───── FRAGMENTO DEL TEXTO ─────

“Hierro 3”, el placer del silencio
La invasión del hogar es uno de los tópicos más recurrentes en la industria cinematográfica para tejer historias que inquieten al público. La amenaza de que un desconocido entre en nuestro espacio se ha convertido en el núcleo de un temor que va mucho más allá de la ficción. Encontrarnos con que la cerradura de la puerta fue forzada, que nuestras pertenencias han sido ocupadas por otro y sentir que la seguridad que creíamos tener ya no existe, suponen un escenario siniestro, propio de la sección policíaca del noticiero de turno.
Ante la presencia de un tercero asumimos su intención de hacer daño. De saquear, violar, asesinar y todos los horrores relacionados. Sin embargo, ¿qué pasaría si el huésped forzado no tuviera ninguno de esos impulsos e, inclusive, cuidara el no toparse con nosotros?
Tae-suk es esa clase de inquilino. Un fantasma nómade que vive la vida de otros, a través de lo que encuentra en sus casas por cortos períodos. Un indigente que podría no serlo, pero que escogió alienarse pacíficamente de la sociedad y el curso que ésta sigue.
El protagonista de Hierro 3 (Bin-jip, 2004) duerme en propiedades ajenas y come lo que dejaron atrás sus anfitriones ausentes. Lleva su ropa, revisa sus recuerdos y saca fotografías de lugares que considera emblemáticos. Aun así, no es un aprovechador. Él tiene su forma particular de retribuir toda esa hospitalidad: repara objetos averiados, ordena las habitaciones y limpia las prendas usadas por extraños.

─────

PREGUNTAS -
1 > Reproduce textualmente el pasaje del texto sobre la película Hierro 3 entre "Tae-suk es esa" y "usadas por extraños.", ambos incluidos.
2 > Retoma el texto sobre la película Hierro 3 y continúalo a partir de su última oración.

───── ENTRADAS DE DATOS ─────

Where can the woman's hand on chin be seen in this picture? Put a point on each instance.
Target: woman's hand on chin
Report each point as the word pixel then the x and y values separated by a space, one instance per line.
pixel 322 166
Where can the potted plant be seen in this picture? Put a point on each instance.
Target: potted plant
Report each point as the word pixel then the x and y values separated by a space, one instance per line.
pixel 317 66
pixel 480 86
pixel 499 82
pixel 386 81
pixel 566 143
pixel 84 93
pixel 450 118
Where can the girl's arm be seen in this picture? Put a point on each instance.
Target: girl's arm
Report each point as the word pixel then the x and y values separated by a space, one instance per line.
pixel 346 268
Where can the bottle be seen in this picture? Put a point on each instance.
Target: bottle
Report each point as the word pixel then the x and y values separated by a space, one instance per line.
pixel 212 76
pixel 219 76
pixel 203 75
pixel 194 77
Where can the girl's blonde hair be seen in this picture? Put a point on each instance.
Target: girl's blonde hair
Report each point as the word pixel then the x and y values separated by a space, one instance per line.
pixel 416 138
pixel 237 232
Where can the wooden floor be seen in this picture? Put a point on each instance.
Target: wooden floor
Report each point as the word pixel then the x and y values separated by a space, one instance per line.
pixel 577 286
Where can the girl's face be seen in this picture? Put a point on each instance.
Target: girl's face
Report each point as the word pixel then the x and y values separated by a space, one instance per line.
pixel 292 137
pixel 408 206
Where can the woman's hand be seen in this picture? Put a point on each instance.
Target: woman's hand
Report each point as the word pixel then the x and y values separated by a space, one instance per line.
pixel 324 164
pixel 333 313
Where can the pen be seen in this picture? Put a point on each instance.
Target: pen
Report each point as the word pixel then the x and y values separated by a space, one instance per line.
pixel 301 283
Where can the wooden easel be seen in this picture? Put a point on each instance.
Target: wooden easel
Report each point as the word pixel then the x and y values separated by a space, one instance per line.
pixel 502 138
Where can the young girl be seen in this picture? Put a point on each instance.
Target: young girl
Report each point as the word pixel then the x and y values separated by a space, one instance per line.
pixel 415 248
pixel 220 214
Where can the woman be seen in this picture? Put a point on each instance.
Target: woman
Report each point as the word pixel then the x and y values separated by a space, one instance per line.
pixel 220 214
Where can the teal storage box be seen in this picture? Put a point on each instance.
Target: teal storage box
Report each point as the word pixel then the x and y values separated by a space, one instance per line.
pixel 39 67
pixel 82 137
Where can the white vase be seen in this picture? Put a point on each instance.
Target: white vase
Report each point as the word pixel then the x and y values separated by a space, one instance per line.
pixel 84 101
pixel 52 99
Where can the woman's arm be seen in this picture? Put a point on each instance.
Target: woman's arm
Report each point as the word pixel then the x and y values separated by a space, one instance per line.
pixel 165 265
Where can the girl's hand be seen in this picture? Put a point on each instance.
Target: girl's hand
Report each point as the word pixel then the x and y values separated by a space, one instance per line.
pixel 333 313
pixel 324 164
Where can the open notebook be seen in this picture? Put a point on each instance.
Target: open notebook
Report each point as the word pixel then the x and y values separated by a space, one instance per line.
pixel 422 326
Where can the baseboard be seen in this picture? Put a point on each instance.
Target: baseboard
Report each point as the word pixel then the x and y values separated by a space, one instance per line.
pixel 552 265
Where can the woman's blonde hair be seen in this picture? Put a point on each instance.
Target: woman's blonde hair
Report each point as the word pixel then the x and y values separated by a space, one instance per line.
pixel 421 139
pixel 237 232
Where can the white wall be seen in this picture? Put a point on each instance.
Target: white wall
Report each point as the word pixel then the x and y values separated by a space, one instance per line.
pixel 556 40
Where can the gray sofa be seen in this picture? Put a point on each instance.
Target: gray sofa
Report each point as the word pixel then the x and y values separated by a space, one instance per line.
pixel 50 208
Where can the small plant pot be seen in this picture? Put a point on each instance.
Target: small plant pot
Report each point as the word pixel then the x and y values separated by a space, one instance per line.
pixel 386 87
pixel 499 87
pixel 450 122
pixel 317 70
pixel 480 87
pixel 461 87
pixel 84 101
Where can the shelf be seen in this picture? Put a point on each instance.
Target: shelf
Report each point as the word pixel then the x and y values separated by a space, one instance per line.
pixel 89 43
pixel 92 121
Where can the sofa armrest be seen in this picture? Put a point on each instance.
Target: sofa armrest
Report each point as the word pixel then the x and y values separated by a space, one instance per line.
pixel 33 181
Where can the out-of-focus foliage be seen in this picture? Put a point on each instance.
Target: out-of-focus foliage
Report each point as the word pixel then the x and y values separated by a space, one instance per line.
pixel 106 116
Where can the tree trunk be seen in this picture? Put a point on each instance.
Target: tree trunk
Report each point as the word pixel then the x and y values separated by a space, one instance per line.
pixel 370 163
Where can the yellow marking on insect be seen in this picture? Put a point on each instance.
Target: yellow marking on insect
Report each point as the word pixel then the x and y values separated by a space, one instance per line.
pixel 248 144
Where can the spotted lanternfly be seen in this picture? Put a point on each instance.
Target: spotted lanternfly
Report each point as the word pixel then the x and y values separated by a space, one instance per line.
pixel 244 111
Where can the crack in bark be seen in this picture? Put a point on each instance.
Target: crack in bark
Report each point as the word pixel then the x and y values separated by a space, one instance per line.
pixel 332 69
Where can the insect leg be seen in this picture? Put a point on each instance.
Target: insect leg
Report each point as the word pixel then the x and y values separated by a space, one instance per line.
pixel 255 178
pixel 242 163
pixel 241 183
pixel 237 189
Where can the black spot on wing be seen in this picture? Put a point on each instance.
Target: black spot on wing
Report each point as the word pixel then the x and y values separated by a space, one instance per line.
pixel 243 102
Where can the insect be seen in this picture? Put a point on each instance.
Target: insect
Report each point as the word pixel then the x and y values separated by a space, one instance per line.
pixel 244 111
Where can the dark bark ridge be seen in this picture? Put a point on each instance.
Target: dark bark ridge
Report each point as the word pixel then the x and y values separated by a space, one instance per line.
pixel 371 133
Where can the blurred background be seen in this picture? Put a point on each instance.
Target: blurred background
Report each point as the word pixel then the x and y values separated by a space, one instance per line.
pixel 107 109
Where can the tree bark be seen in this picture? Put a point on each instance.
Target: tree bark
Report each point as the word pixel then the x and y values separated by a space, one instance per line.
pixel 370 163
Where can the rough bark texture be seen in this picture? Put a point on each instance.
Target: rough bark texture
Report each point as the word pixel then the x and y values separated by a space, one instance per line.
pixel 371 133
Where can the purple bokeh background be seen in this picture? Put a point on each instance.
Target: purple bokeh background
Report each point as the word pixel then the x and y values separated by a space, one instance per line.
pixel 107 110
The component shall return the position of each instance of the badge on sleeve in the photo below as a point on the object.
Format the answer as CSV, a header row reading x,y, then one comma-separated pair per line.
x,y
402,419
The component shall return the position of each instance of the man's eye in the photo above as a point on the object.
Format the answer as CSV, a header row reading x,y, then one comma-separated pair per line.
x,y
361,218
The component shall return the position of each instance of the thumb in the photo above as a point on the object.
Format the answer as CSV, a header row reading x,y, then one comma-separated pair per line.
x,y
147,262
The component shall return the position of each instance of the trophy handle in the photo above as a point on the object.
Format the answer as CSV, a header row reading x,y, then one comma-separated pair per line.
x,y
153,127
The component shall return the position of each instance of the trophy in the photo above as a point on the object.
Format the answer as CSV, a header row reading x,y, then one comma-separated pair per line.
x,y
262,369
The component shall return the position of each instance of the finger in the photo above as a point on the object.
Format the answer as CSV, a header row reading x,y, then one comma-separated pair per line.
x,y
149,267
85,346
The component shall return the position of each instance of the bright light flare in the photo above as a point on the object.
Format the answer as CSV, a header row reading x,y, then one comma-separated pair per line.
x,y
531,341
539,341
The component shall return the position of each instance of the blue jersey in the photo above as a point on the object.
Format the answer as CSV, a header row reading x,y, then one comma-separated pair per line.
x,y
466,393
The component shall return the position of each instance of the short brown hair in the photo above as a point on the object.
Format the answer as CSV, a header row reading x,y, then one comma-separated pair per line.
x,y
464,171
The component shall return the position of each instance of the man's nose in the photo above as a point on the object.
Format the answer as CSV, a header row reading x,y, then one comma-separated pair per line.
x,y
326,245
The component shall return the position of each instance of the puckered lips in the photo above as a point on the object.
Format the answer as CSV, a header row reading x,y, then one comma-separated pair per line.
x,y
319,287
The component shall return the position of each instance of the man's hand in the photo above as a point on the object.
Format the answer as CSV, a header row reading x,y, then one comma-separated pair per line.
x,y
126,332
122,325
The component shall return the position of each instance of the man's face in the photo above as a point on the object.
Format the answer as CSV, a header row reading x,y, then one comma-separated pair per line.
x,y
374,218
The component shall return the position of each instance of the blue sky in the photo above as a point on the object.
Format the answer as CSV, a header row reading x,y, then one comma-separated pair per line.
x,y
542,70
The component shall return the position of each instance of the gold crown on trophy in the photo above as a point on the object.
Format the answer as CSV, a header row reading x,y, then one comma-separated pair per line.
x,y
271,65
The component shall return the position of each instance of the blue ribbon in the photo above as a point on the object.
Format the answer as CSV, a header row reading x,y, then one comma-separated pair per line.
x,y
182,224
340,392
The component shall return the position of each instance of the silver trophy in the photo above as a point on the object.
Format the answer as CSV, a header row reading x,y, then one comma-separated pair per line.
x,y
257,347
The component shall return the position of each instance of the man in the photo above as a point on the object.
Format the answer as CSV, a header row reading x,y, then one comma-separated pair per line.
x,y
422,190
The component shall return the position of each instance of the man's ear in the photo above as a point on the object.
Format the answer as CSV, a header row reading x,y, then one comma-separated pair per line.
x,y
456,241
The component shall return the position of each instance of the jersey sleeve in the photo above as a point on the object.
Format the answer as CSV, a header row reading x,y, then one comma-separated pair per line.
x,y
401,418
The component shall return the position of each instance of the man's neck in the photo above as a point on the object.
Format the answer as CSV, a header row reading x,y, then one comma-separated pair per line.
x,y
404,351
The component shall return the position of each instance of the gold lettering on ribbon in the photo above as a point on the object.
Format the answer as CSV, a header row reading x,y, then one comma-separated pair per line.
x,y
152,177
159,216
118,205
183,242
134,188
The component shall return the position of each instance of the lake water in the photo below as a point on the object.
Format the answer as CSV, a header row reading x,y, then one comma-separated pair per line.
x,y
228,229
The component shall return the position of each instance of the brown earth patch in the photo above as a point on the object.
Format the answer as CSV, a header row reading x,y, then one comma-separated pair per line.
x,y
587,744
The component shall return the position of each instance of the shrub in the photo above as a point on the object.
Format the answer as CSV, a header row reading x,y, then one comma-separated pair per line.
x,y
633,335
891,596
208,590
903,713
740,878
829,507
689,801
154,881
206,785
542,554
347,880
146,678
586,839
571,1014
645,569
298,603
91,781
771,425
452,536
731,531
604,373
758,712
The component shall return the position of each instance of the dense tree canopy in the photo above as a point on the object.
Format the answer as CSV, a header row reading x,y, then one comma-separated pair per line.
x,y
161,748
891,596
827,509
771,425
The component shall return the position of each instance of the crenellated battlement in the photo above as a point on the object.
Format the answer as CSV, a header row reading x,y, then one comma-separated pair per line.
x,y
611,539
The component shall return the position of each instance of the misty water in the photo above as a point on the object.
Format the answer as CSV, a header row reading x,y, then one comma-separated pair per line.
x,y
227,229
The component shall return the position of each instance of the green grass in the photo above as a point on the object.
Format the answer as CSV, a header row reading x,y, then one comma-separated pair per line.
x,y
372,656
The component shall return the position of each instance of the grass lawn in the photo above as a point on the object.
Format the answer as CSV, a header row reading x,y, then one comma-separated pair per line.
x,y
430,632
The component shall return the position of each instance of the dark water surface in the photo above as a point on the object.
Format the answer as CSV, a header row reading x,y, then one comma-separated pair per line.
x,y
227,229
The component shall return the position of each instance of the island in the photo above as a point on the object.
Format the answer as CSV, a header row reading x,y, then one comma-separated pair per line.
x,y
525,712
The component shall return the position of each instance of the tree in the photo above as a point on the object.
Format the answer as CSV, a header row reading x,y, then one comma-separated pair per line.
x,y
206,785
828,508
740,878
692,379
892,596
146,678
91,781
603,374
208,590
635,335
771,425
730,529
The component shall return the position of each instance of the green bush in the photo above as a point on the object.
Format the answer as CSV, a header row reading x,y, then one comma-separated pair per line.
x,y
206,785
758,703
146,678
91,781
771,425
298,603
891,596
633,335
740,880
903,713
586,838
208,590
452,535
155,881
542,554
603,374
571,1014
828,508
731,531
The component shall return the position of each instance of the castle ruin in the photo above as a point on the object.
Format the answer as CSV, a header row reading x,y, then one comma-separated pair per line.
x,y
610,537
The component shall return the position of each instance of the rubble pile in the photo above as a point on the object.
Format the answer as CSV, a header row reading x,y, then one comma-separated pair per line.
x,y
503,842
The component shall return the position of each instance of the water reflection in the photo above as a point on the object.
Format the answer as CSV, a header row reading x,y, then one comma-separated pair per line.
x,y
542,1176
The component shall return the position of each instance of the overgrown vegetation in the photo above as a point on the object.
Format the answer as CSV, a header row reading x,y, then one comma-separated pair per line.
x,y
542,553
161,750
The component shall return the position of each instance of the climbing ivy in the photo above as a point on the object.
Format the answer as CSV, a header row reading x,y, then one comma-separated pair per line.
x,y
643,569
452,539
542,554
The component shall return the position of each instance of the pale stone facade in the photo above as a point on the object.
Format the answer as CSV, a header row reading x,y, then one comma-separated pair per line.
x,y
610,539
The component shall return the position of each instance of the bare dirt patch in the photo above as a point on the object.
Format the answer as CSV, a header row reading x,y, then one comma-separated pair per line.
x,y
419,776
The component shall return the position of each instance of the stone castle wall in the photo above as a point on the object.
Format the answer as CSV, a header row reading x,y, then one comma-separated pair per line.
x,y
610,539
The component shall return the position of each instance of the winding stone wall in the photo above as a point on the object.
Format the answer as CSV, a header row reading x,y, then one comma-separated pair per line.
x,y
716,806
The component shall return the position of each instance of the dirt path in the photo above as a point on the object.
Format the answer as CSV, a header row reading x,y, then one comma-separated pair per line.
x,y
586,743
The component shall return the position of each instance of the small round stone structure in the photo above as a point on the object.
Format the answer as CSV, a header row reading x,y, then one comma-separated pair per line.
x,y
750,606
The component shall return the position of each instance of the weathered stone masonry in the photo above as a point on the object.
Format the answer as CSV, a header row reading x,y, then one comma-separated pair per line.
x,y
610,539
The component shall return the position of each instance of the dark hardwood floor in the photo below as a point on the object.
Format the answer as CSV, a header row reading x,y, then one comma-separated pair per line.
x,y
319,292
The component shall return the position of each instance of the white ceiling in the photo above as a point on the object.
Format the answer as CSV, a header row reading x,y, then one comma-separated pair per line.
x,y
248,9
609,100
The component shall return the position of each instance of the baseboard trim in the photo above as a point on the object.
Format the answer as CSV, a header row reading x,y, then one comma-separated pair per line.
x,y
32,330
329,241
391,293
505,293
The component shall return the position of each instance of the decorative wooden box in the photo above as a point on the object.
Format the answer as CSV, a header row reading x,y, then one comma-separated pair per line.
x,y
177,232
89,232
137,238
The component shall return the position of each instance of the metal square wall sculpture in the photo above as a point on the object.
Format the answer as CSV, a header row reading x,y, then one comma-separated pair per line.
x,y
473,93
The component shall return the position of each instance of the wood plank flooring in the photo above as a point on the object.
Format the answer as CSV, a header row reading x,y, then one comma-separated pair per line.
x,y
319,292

─────

TUS RESPUESTAS -
1 >
Tae-suk es esa clase de inquilino. Un fantasma nómade que vive la vida de otros, a través de lo que encuentra en sus casas por cortos períodos. Un indigente que podría no serlo, pero que escogió alienarse pacíficamente de la sociedad y el curso que ésta sigue.
El protagonista de Hierro 3 (Bin-jip, 2004) duerme en propiedades ajenas y come lo que dejaron atrás sus anfitriones ausentes. Lleva su ropa, revisa sus recuerdos y saca fotografías de lugares que considera emblemáticos. Aun así, no es un aprovechador. Él tiene su forma particular de retribuir toda esa hospitalidad: repara objetos averiados, ordena las habitaciones y limpia las prendas usadas por extraños.

2 >
Deja su grano de arena en lo que sólo podría apreciarse desde la más silenciosa contemplación. Detalles que son obviados por el resto hasta que, al irrumpir en un lujoso domicilio, no se percata de que un alma tan solitaria como él lo observa.
Sun-hwa, mujer abusada y encerrada en un matrimonio que la consume poco a poco, se cruza en el rumbo de Tae-suk sin imaginar cuánto cambiará el suyo cuando la defienda de una nueva golpiza por parte de su esposo.
Con esta premisa, el director Kim Ki-duk desarrolló una solemne atmósfera afectiva, exenta en su mayoría de diálogos, pues cada gesto y mirada cómplice explican con creces la relación que los personajes desarrollan.
En un mundo donde todos parecen dejarse llevar por el frenesí de los acontecimientos, los amantes gozan del silencio. Exponen su soledad al otro y la sienten reflejada, compartida y natural. Sun-hwa no se ve forzada a adoptar las andanzas de Tae-suk como suyas, así como Tae-suk al fin consigue alguien que realmente lo vea.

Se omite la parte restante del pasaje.